| Document extract |
Influence of production system and finishing feeding on fatty acid profile of meat

Both, PS and FF influenced the fatty acid profile of LT muscle (Table 3). The SFA was predominant fraction with values that ranged between 34.8% and 44.7%, followed in importance by MUFA (31.5%) and PUFA (21.9%). Differences were found for SFA among the different PS and FF (p<0.001). The lowest values of SFA were ob-served for the extensive system and the highest for the feedlot system (38.8 vs. 43.8%, respectively; p<0.001). Palmitic (C16:0) and stearic (C18:0) acids were the most abundant in the SFA, representing around 54% and 38%, respectively of total SFA. The PS and FF also produced differences (p<0.05) in other minor SFA (<4%) such as myristic (C14:0), pentadecanoic (C15:0) and margaric (C17:0) acids.

| Provided data |
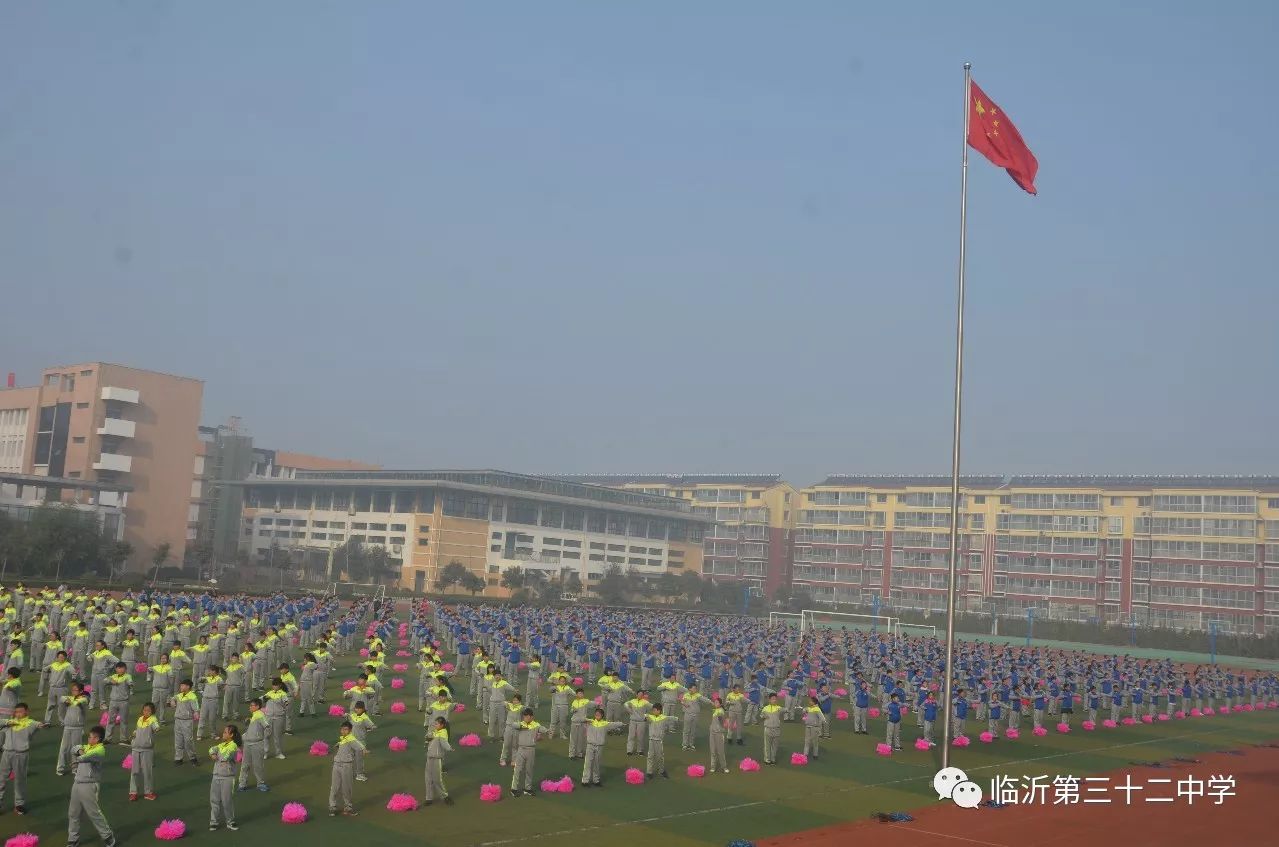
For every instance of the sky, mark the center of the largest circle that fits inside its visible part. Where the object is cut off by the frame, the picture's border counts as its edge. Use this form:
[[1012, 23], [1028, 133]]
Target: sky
[[663, 237]]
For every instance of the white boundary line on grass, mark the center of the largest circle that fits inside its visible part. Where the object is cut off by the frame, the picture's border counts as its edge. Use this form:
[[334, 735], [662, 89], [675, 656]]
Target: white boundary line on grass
[[834, 791]]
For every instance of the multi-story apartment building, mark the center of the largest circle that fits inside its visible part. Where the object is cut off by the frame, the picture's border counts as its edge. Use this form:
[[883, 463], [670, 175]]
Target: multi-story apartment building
[[124, 430], [487, 521], [1178, 552], [753, 516]]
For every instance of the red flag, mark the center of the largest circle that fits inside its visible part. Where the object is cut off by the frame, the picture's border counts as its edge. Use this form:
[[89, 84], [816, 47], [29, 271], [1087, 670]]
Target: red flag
[[994, 136]]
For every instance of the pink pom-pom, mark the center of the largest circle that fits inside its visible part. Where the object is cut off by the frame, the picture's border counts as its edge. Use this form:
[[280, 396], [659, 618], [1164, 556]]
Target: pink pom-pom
[[402, 802], [170, 829]]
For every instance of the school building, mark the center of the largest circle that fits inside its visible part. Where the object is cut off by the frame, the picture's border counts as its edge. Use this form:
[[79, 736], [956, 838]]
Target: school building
[[485, 520], [1177, 552]]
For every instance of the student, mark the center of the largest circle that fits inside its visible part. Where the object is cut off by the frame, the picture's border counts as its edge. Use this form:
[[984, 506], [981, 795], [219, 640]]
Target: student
[[721, 724], [15, 741], [343, 781], [596, 733], [526, 754], [142, 751], [74, 709], [221, 790], [360, 726], [255, 746], [436, 745], [814, 724], [659, 723], [771, 714], [893, 737], [186, 708], [87, 764], [577, 726]]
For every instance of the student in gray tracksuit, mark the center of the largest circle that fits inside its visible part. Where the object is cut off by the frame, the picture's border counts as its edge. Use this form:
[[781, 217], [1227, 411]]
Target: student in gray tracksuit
[[253, 742], [436, 745], [87, 760], [343, 782], [74, 709], [526, 754], [142, 751], [15, 740], [186, 708], [658, 726], [221, 790], [721, 726], [596, 733]]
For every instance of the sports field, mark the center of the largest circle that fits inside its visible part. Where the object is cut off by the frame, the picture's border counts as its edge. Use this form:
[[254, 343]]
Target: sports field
[[848, 783]]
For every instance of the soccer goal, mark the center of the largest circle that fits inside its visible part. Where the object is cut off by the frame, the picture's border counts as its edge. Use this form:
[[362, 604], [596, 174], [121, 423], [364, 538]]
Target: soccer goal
[[812, 619], [352, 590], [917, 630]]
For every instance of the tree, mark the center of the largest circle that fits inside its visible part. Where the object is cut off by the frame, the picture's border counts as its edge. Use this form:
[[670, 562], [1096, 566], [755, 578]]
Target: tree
[[473, 584], [450, 575], [613, 586]]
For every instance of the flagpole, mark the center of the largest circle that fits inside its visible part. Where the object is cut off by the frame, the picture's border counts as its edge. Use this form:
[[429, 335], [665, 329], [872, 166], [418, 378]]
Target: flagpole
[[948, 673]]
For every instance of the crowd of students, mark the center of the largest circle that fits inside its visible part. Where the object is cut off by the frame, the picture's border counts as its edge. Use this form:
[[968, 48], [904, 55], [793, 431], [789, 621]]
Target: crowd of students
[[235, 671]]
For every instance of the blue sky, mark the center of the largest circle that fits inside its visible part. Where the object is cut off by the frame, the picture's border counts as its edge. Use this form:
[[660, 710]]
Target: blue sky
[[656, 237]]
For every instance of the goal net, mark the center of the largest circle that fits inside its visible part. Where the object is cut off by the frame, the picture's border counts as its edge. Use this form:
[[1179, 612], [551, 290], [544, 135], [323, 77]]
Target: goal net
[[352, 590], [812, 619]]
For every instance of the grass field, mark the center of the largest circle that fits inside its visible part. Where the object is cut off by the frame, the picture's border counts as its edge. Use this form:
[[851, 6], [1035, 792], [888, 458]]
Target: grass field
[[849, 782]]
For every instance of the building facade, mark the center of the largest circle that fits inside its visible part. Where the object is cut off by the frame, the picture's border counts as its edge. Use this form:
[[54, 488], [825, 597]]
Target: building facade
[[123, 429], [487, 521], [752, 514], [1177, 552]]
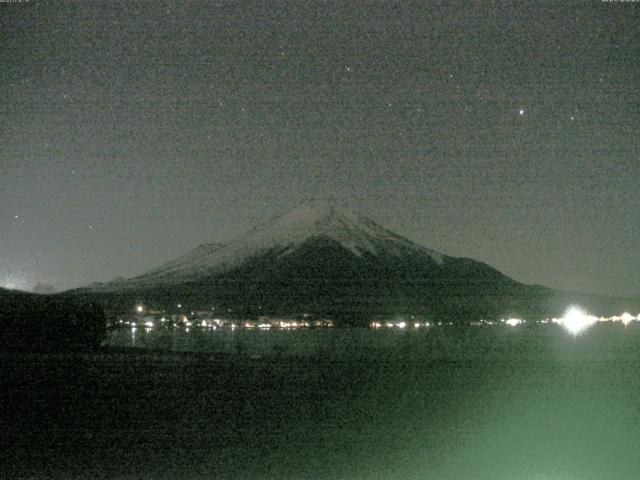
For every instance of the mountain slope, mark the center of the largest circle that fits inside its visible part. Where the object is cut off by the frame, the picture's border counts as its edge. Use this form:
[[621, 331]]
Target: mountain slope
[[285, 234], [326, 261]]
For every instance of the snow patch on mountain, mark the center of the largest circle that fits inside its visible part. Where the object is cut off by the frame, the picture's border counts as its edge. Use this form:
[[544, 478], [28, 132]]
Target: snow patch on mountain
[[287, 232]]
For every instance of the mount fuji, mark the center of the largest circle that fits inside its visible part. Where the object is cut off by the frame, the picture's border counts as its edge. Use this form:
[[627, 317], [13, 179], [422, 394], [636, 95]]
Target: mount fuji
[[327, 261]]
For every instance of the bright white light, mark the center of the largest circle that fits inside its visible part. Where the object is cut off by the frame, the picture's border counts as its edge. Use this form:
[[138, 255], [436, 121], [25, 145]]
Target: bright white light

| Work order |
Please set down, word for word, the part of the meat fatty acid passage that opens with the words containing "Both, PS and" and closes with "margaric (C17:0) acids.".

| Solution to this exercise |
Both, PS and FF influenced the fatty acid profile of LT muscle (Table 3). The SFA was predominant fraction with values that ranged between 34.8% and 44.7%, followed in importance by MUFA (31.5%) and PUFA (21.9%). Differences were found for SFA among the different PS and FF (p<0.001). The lowest values of SFA were ob-served for the extensive system and the highest for the feedlot system (38.8 vs. 43.8%, respectively; p<0.001). Palmitic (C16:0) and stearic (C18:0) acids were the most abundant in the SFA, representing around 54% and 38%, respectively of total SFA. The PS and FF also produced differences (p<0.05) in other minor SFA (<4%) such as myristic (C14:0), pentadecanoic (C15:0) and margaric (C17:0) acids.